▸ Work to be completed: Return, word for word, only the lines from the one containing "For 10 points: what is the bounding box of the window" through the last line of the entries.

▸ Working data:
↓

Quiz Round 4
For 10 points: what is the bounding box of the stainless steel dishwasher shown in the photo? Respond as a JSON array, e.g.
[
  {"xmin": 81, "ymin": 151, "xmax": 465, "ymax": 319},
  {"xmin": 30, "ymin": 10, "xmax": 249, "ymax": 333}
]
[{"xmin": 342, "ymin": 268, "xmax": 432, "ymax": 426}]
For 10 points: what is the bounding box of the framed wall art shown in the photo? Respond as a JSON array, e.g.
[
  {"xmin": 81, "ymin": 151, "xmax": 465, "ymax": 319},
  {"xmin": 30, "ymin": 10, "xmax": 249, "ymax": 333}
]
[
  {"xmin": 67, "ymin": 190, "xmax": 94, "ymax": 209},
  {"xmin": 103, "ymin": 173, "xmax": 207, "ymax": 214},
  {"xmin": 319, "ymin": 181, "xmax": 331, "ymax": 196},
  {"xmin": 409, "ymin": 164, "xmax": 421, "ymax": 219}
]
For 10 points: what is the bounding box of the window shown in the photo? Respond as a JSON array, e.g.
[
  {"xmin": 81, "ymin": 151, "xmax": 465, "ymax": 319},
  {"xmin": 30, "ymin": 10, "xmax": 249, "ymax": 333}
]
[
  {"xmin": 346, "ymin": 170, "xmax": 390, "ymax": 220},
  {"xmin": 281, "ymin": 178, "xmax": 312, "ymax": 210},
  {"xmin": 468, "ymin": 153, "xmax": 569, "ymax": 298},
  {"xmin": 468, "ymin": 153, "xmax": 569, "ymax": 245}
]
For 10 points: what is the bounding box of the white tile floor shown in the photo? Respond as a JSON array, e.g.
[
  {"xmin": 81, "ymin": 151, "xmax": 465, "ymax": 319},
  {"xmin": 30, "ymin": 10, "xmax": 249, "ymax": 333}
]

↑

▸ Result of this task:
For 10 points: what is the bounding box of the window shown in the photo? Respond as a JSON array, e.g.
[
  {"xmin": 81, "ymin": 151, "xmax": 465, "ymax": 319},
  {"xmin": 30, "ymin": 10, "xmax": 249, "ymax": 333}
]
[
  {"xmin": 346, "ymin": 170, "xmax": 390, "ymax": 220},
  {"xmin": 281, "ymin": 178, "xmax": 312, "ymax": 210},
  {"xmin": 468, "ymin": 153, "xmax": 569, "ymax": 298},
  {"xmin": 468, "ymin": 153, "xmax": 569, "ymax": 245}
]
For 10 points: what is the bounding box of the white tile floor shown in the photo? Respond as a JSON array, e.g.
[
  {"xmin": 81, "ymin": 151, "xmax": 465, "ymax": 319},
  {"xmin": 30, "ymin": 10, "xmax": 249, "ymax": 333}
]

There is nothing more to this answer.